• [RECORD EXTRACTS]
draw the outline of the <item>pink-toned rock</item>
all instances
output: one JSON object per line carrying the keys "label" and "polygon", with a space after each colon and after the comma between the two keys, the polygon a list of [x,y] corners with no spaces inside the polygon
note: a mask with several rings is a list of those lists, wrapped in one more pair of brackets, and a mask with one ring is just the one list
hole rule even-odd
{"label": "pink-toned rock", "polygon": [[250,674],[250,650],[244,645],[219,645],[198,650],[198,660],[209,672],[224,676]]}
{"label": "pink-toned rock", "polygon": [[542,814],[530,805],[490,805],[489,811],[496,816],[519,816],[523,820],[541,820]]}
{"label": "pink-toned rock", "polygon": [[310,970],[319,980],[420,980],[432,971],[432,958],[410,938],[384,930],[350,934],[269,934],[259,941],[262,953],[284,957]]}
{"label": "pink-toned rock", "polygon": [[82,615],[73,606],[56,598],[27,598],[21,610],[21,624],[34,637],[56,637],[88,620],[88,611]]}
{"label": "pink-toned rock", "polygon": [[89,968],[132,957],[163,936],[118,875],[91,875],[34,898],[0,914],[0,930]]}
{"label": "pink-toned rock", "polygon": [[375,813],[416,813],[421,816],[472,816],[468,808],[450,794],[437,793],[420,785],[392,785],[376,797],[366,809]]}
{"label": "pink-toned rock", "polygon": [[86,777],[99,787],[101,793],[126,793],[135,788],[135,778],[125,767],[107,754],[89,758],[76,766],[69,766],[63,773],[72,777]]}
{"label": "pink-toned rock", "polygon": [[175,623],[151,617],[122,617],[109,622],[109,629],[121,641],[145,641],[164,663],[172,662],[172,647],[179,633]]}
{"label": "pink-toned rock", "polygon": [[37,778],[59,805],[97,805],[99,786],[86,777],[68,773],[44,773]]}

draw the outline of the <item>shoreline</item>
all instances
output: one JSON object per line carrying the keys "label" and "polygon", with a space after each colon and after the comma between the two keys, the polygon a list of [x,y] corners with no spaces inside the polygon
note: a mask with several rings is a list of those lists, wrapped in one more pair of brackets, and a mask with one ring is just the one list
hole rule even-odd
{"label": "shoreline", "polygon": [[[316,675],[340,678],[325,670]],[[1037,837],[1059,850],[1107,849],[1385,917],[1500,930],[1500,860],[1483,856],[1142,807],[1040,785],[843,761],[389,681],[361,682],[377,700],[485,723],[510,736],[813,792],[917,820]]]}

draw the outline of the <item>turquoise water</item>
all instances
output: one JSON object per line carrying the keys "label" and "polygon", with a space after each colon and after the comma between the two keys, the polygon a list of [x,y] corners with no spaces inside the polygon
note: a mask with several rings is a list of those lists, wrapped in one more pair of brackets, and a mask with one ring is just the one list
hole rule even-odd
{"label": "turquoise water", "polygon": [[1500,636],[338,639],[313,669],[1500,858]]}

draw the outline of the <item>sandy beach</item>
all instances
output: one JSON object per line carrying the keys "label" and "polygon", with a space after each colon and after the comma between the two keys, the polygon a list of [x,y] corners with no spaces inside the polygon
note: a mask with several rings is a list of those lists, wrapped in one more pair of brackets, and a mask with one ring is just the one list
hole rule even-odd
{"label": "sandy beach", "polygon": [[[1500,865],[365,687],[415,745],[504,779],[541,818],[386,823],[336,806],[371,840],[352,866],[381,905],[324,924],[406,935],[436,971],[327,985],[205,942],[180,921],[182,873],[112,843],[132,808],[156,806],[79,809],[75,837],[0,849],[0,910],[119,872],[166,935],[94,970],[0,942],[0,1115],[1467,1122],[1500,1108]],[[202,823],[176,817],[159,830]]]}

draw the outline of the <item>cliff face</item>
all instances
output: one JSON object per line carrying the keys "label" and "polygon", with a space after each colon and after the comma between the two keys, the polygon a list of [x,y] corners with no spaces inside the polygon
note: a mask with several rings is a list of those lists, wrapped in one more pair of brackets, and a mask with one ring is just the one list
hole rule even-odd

• [YOUR INSTRUCTIONS]
Search the material for the string "item" and return each line that has it.

• [ANSWER SECTION]
draw the outline of the <item>pink-toned rock</item>
draw the outline of the <item>shoreline</item>
draw the outline of the <item>turquoise water</item>
draw the outline of the <item>sandy beach</item>
draw the outline of the <item>cliff face</item>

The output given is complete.